*Given information*:
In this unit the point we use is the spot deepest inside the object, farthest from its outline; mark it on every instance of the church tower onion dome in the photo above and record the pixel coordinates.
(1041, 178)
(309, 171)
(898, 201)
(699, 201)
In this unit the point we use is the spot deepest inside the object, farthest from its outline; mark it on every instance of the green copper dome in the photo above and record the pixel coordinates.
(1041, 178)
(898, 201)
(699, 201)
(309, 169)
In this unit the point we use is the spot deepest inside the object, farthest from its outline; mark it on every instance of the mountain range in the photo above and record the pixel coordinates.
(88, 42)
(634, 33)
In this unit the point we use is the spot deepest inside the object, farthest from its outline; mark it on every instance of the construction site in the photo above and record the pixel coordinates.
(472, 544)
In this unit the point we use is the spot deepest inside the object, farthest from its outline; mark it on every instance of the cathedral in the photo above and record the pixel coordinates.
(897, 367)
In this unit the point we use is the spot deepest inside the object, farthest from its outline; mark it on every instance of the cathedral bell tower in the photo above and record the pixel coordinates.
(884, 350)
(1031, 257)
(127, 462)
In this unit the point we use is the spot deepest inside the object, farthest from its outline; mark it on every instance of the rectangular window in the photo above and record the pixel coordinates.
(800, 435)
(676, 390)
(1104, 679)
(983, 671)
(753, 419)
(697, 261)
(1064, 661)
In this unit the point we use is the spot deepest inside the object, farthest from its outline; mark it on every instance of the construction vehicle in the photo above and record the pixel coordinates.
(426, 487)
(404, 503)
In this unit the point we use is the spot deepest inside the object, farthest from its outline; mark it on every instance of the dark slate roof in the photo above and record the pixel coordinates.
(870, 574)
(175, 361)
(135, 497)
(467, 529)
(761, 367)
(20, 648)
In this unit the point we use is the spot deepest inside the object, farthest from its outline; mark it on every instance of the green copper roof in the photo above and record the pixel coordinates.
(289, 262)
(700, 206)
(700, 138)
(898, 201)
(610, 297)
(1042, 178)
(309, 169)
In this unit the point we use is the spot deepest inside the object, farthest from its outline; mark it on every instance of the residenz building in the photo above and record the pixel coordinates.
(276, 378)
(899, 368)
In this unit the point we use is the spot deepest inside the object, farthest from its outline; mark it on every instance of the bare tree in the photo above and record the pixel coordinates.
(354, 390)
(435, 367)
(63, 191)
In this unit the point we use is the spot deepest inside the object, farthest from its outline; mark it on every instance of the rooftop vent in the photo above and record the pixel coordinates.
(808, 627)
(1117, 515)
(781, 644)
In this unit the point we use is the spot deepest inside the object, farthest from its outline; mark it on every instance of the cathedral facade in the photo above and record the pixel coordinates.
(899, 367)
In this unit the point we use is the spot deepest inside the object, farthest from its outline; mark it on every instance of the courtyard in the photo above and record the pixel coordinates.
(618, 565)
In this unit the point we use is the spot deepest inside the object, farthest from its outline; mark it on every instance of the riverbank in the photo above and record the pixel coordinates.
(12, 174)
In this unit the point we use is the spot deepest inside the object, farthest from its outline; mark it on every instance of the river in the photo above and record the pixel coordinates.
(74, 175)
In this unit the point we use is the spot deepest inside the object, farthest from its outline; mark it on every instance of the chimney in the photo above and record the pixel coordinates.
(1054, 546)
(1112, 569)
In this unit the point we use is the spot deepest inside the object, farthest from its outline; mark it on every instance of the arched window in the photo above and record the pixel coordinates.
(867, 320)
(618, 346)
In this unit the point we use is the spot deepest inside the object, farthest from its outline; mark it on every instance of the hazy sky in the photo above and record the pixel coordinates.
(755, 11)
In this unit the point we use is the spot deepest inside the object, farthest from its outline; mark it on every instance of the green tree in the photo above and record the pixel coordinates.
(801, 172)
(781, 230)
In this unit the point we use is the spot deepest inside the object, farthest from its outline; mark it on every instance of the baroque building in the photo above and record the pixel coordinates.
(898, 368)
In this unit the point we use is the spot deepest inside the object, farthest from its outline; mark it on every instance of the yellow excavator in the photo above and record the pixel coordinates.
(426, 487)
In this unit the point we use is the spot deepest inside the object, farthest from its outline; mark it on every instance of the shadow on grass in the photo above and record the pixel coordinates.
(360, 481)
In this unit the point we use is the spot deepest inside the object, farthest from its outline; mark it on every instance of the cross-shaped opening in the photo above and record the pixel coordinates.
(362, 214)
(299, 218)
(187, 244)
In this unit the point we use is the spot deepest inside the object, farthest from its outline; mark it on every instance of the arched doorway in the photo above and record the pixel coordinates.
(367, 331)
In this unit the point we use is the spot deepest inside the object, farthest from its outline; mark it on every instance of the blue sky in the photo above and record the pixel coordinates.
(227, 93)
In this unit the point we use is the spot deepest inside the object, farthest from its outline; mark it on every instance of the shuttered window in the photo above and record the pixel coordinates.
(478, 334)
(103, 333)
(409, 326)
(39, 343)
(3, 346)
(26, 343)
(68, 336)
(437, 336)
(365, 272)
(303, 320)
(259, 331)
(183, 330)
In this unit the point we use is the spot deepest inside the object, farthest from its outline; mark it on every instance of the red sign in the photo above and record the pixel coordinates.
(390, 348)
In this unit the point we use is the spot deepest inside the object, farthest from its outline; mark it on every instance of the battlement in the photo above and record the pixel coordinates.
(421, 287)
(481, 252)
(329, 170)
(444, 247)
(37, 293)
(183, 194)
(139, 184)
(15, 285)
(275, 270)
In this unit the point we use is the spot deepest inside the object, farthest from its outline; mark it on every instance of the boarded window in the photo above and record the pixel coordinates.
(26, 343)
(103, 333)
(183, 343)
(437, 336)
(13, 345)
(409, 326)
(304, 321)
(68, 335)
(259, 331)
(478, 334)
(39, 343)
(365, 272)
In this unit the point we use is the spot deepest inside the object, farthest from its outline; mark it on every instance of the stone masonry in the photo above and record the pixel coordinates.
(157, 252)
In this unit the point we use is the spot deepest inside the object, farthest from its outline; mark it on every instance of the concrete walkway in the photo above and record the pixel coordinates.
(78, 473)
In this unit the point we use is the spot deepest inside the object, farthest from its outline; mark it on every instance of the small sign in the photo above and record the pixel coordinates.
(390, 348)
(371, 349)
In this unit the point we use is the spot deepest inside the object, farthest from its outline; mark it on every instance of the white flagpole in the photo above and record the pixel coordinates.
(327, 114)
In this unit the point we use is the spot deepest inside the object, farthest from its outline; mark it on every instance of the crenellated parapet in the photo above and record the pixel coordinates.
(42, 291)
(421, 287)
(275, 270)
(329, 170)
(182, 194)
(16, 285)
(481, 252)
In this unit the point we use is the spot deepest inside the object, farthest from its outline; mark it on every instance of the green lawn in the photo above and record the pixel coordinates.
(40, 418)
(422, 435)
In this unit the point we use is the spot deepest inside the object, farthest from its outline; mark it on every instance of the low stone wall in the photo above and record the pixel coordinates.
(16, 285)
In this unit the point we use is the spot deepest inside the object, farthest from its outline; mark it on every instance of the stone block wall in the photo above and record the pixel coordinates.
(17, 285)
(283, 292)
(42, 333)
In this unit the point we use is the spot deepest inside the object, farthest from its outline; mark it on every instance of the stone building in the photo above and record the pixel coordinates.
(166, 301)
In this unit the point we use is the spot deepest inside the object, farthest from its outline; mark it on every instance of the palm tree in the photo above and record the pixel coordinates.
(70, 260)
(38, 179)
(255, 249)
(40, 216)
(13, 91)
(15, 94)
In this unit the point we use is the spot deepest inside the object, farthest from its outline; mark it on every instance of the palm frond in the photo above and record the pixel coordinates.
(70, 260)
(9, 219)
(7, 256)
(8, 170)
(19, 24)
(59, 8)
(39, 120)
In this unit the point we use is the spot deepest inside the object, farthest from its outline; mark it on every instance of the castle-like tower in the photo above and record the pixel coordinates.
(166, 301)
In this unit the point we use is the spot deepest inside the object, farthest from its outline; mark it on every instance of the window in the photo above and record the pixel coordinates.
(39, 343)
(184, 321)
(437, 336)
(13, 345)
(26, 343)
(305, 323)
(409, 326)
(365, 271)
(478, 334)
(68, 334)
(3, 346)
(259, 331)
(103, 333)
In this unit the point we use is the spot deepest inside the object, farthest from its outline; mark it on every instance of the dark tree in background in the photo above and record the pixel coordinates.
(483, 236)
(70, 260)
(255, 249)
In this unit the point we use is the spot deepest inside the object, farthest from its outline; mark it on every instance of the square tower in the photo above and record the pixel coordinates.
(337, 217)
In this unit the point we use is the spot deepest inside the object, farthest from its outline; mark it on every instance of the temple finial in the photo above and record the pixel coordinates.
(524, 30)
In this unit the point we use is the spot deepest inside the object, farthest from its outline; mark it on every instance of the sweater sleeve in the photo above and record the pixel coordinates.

*Exercise instructions*: Give exactly the lines from the one with "the palm frond" to the end of the entries, nothing before them.

*Solution below*:
In this unit the point we use is the spot deepest inside the object, farthest from its outline; mark it on every instance of the palm frond in the photo above and record the pixel coordinates.
(70, 260)
(9, 219)
(7, 256)
(8, 170)
(19, 24)
(59, 8)
(39, 120)
In this unit the point we use is the spot deepest inside the object, farthest from its outline; mark it on every instance of the castle-like tower in the photo above and record the pixel coordinates.
(166, 301)
In this unit the point we use is the spot deepest inside the object, farthest from its outline; mark it on every instance of the window in the photo above and record the pixel coordinates.
(39, 343)
(184, 321)
(437, 336)
(13, 345)
(26, 343)
(305, 323)
(409, 326)
(365, 271)
(478, 334)
(68, 334)
(3, 346)
(259, 331)
(103, 333)
In this unit the point we use is the spot deepest inside the object, farthest from its outline; mark it on every instance of the dark tree in background in the photo above and record the pixel coordinates.
(483, 236)
(70, 260)
(255, 249)
In this unit the point we use is the spot deepest inside the object, farthest from its outline; mark it on every instance of the square tower in the photo above and record the pixel coordinates.
(337, 217)
In this unit the point we use is the spot deepest inside the object, farthest from its outline; mark it on every instance of the temple finial in the photo above and record the pixel coordinates.
(524, 30)
In this unit the point we use is the spot deepest inside the object, farthest from its outline; mark it on every instance of the sweater sleeve in the photo above and record the pixel coordinates.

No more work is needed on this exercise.